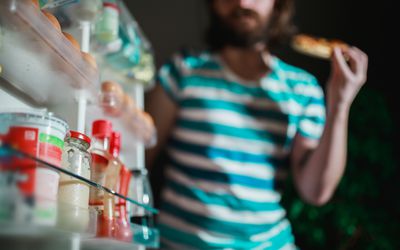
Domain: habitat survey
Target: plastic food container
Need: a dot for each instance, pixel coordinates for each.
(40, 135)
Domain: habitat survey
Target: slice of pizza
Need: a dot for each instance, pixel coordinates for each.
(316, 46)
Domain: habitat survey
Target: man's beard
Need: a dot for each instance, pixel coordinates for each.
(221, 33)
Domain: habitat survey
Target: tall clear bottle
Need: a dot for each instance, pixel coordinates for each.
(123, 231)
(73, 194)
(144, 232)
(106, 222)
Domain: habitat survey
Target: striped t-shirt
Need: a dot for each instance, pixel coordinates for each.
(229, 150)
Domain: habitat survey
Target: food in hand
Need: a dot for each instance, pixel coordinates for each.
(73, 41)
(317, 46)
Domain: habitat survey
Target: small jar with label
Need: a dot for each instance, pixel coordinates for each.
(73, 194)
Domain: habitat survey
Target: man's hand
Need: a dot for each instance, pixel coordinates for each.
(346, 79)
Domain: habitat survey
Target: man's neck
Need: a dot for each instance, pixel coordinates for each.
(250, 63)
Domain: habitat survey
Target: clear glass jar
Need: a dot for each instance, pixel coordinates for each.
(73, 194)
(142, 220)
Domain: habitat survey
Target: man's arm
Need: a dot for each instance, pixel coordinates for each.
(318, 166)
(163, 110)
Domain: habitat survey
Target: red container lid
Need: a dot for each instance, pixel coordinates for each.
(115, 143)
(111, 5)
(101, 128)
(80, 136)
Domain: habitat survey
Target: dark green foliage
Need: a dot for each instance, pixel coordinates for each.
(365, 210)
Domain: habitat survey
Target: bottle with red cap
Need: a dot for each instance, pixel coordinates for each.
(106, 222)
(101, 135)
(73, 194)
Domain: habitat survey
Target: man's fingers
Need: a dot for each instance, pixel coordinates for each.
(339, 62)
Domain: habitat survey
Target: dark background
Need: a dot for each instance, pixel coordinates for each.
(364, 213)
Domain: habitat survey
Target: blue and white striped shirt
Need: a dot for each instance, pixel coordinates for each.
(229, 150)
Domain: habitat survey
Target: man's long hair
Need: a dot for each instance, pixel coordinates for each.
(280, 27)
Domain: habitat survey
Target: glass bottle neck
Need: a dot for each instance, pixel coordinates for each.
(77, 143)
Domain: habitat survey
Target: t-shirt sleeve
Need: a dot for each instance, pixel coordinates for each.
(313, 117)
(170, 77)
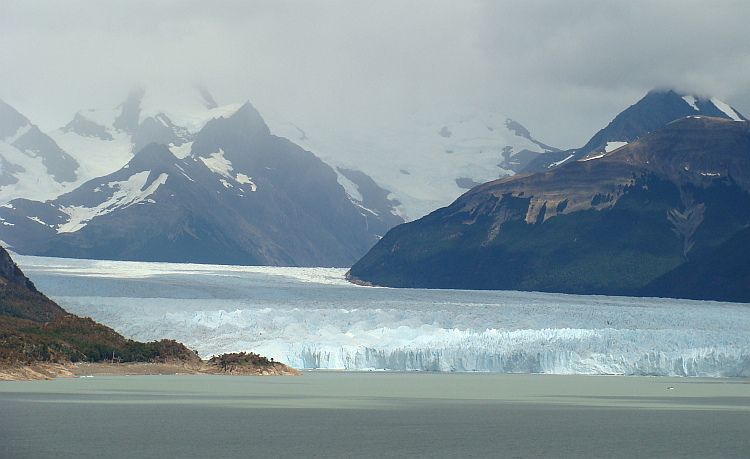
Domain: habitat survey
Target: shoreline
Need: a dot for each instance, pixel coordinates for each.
_ _ _ _ _ _ _
Find every line in the data above that contains the string "with", and copy each one out in full. Case counts.

The output.
Target: small jar with label
Target: bottle with red cap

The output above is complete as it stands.